Задания:
**1.** Какой поверхностный ответ на вопрос о свободе приводится в исходном тексте?
**2.** Соответствуют ли исходному тексту утверждения (a), (b) и (c)? Для каждого ответьте «да» или «нет» и приведите решающие слова текста в точности.
(a) Художник может быть только человеком веры.
(b) Художник всегда больше чем ремесленник.
(c) Возражение о несвободе художника приписывается человеку сегодняшнего дня.
**3.** Отредактируйте фрагмент исходного текста, начиная со слов "Но тогда, может" и заканчивая словами "делать, что хочешь.": замените "композитор" на "музыкант".
____ Исходный текст
Оливье Клеман-ОТБЛЕСКИ СВЕТА -ПРАВОСЛАВНОЕ -БОГОСЛОВИЕ КРАСОТЫ-В своем исследовании крупнейший современный православный

В данном случае художник, который иногда не более чем ремесленник, приобретает церковную диаконию. Он может быть только человеком веры, делающим из творчества свое кредо посредством молитвы, аскезы, открытости великому потоку жизни подлинного Предания, которую можно определить как верность Слову, бесконечно актуализируемому Духом. Художник, или ремесленник, пытается освободиться от ограничивающей его субъективности, пытается увидеть свой образец с помощью углубления во всеобщее, превратить через крест двусмысленные и пассивные «страсти» в акт творческого сострадания.

Но тогда, может возразить человек сегодняшнего дня, пишущий иконы художник и ставящий музыку на службу Слову композитор не свободны. Тогда зададим вопрос! Что же мы подразумеваем под словом «свобода»?

Напрашивается поверхностный ответ: быть свободным значит делать, что хочешь.
________
____ Исходные данные
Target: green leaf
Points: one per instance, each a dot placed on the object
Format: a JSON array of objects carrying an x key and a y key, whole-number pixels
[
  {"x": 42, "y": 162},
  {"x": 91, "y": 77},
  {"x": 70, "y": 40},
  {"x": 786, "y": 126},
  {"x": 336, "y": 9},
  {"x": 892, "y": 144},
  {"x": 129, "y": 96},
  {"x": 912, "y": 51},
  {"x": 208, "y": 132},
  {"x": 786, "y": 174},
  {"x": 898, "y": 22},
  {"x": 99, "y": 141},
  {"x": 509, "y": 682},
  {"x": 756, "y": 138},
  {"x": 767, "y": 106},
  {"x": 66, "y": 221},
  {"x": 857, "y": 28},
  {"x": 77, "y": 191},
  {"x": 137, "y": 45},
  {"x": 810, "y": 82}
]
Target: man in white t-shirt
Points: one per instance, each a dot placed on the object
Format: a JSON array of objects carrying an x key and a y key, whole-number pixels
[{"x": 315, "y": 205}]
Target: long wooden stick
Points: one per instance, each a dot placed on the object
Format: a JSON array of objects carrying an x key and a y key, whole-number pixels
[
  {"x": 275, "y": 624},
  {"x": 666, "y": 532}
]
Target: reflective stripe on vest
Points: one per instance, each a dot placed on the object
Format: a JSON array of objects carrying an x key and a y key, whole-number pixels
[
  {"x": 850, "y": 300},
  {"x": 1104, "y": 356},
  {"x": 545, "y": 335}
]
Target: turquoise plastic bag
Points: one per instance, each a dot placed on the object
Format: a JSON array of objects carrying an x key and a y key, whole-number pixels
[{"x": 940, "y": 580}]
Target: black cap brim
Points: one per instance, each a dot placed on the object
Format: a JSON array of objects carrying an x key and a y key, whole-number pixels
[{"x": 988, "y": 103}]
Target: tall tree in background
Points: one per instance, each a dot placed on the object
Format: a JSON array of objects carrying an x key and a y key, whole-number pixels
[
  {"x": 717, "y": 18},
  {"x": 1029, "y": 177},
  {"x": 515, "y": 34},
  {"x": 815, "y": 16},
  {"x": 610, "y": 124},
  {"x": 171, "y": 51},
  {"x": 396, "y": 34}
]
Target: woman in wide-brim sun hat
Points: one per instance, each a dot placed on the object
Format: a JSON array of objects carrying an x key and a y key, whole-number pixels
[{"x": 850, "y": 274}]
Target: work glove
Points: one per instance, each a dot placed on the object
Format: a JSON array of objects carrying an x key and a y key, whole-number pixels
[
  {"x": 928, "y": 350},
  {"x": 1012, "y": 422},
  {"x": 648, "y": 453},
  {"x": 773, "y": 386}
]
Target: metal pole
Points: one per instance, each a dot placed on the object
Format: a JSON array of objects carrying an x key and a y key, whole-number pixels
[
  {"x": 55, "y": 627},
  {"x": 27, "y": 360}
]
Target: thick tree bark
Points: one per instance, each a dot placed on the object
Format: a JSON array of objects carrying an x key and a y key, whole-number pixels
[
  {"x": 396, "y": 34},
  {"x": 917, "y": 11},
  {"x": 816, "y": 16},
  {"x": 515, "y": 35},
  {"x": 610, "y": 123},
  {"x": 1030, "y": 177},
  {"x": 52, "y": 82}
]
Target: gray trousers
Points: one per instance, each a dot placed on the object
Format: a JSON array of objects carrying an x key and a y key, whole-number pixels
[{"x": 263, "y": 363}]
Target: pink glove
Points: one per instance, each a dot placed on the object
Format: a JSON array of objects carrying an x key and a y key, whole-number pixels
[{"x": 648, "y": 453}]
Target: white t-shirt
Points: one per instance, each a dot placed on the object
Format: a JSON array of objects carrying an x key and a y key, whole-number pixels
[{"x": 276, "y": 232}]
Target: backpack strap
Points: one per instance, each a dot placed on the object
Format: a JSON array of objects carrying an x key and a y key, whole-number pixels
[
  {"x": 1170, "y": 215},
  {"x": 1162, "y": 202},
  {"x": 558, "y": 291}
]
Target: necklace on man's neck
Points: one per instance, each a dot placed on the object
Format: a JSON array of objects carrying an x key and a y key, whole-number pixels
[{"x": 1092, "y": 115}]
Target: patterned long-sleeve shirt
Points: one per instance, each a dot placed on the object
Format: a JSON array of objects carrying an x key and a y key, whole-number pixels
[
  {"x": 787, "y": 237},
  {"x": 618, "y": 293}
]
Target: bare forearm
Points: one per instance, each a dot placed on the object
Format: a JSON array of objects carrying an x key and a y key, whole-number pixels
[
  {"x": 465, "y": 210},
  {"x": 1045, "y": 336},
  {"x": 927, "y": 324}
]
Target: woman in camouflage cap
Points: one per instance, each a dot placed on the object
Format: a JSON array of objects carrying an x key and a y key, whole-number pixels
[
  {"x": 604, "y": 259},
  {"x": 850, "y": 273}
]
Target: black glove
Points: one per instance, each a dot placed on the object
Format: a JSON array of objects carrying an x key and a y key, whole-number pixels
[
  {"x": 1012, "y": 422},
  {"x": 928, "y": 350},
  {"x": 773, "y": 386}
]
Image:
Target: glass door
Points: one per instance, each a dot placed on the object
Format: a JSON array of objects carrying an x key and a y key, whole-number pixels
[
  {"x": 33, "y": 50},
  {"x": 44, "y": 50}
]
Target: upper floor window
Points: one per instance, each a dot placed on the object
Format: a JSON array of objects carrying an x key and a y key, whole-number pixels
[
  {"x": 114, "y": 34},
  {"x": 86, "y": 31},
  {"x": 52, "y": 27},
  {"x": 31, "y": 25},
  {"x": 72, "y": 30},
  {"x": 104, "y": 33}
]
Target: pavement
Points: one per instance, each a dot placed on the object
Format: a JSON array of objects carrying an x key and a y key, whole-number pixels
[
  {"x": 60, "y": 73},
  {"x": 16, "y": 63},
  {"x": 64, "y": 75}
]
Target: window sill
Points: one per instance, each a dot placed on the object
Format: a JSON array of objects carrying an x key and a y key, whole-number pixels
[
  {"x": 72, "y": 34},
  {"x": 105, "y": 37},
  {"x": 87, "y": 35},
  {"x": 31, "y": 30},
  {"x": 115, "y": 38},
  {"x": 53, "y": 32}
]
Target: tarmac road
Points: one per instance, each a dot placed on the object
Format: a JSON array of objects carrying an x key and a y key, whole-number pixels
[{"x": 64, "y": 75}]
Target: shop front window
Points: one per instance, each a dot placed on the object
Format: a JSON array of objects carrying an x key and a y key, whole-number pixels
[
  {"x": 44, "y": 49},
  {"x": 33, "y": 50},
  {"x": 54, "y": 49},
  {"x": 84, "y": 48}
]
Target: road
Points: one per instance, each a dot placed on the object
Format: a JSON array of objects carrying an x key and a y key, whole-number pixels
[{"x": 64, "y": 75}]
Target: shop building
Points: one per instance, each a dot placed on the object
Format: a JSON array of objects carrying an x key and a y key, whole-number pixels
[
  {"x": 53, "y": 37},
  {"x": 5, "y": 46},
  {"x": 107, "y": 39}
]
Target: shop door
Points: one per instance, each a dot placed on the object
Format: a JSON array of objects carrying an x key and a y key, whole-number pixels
________
Выполненные задания:
**1.** Быть свободным значит делать, что хочешь.

**2.**
(a) Да: «Он может быть только человеком веры».
(b) Нет: «художник, который иногда не более чем ремесленник».
(c) Да: «может возразить человек сегодняшнего дня».

**3.**
Но тогда, может возразить человек сегодняшнего дня, пишущий иконы художник и ставящий музыку на службу Слову музыкант не свободны. Тогда зададим вопрос! Что же мы подразумеваем под словом «свобода»?

Напрашивается поверхностный ответ: быть свободным значит делать, что хочешь.